## Excerpt to read

_ _ _ _ _

Ireland To Turn Rural Vacant Buildings Into Remote Working Hubs
Ireland will turn vacant buildings in rural towns into remote working hubs and examine whether pubs could be used as workspaces during quiet afternoons in a bid to encourage more people to live outside big cities.
Describing the pandemic-driven move towards remote working as a potential “game-changer” for struggling towns and villages, the government plans to establish a network of 400 remote working hubs as part of a five-year rural development policy.
Local authorities will be given funding to add vacant properties to the network and ministers committed to exploring whether tax incentives and grants could be offered to employers and employees to encourage more rural remote working.
“As we recover from the impact of the COVID-19 pandemic, an unparalleled opportunity now exists to realise the objectives of achieving balanced regional and rural development,” Rural and Community Development Minister Heather Humphreys said on 29th March.

_ _ _ _ _

## Data shown
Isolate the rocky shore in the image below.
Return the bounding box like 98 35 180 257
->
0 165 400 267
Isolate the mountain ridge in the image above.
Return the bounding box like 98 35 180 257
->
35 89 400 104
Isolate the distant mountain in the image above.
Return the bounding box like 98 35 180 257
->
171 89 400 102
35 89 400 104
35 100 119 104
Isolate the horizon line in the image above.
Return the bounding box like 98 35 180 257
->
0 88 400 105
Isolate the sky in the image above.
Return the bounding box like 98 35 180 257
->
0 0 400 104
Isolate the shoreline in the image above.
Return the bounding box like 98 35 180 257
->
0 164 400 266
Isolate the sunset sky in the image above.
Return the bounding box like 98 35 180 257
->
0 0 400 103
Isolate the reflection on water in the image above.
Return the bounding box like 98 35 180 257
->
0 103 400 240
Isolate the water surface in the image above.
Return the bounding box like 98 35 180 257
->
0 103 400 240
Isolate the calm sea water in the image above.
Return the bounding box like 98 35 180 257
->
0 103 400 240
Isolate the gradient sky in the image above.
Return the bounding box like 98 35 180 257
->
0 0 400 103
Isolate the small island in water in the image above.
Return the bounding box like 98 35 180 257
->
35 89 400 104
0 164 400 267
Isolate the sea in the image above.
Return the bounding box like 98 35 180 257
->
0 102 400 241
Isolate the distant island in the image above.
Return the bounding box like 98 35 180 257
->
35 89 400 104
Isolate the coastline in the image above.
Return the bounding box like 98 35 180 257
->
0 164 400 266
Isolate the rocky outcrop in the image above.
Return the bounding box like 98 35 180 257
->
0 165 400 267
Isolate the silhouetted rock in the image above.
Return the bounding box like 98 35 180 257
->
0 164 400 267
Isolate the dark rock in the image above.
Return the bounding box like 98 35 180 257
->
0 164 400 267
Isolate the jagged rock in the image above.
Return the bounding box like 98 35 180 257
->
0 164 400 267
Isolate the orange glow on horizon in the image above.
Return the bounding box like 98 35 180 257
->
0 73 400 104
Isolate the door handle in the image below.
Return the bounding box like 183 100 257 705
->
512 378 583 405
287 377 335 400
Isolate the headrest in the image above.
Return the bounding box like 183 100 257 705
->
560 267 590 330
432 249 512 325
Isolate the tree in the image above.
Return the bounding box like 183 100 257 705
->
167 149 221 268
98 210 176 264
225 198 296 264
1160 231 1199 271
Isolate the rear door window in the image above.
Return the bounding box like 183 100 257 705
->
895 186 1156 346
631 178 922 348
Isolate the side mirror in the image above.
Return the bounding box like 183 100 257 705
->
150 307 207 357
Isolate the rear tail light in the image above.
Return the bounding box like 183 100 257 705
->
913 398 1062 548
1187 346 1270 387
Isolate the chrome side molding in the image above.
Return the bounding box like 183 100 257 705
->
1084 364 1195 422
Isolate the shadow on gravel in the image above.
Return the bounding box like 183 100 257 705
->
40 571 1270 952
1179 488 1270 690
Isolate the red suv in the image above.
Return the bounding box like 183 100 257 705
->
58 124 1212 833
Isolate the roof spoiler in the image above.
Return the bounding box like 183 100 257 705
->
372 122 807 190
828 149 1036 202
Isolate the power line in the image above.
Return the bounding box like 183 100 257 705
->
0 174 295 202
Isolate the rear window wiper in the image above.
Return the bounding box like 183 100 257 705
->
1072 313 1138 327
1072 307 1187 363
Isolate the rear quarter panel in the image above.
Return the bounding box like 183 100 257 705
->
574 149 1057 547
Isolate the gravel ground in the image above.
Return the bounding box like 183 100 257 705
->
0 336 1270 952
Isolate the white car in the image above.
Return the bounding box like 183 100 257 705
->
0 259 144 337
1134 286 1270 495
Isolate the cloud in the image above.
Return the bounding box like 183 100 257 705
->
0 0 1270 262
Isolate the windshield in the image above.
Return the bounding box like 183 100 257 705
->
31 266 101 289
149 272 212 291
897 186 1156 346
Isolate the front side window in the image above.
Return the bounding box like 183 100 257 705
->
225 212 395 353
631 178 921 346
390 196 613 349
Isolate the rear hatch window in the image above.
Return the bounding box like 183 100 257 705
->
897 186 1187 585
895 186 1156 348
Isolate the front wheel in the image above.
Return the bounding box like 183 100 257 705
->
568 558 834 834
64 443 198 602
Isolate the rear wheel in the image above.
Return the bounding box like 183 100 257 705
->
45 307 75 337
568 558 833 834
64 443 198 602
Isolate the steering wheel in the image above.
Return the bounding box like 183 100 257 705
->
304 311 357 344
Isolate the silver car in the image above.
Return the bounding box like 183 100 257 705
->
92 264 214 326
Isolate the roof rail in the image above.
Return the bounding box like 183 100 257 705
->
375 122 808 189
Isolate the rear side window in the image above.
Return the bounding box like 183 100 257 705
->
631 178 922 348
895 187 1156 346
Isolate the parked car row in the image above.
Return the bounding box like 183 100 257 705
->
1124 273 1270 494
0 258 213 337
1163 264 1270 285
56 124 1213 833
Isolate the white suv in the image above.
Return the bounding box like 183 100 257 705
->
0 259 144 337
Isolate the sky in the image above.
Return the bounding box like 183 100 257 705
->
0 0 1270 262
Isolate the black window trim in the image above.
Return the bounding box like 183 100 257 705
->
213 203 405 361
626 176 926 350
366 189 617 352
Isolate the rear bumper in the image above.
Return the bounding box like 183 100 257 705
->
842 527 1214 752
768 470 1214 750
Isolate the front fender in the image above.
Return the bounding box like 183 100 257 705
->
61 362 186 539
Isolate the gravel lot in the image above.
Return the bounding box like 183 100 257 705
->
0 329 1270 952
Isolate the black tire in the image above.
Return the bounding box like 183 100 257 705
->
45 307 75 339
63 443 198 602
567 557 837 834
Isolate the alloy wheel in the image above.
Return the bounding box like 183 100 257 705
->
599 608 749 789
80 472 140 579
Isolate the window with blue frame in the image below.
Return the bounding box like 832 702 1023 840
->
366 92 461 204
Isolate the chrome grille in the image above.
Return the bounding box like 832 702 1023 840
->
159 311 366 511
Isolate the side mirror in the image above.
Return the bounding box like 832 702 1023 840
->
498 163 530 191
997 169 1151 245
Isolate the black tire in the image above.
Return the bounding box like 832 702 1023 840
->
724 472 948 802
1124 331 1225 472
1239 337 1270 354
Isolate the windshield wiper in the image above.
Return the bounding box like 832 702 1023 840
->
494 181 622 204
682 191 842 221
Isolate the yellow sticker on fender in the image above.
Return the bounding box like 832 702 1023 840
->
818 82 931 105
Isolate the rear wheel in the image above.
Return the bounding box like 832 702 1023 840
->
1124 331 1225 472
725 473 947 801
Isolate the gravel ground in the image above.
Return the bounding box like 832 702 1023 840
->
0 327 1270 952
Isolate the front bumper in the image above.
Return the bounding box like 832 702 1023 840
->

_ _ _ _ _

## What to do
a. In the article on Ireland's rural remote working hubs, how many hubs does the government plan to establish?
b. Continue the article on Ireland's rural remote working hubs from the point where it stops.

## Task answers
a. The government plans to establish a network of 400 remote working hubs.

b.
“The move to remote, or connected working, has the potential to transform rural Ireland. It will help to sustain and increase the population of rural areas and revitalise town centres.”
The government announced last year that public sector employers would be mandated to make sure 20% of their staff work from home when COVID-19 restrictions are fully lifted and said that there would be further annual increases to 2025.
The plan includes a pilot scheme to support the use of rural pubs as community spaces and hubs for local services. Humphreys was quoted by national broadcaster RTE as saying that could mean pubs being used as working spaces when they are closed during the week or during the day, as many rural premises are.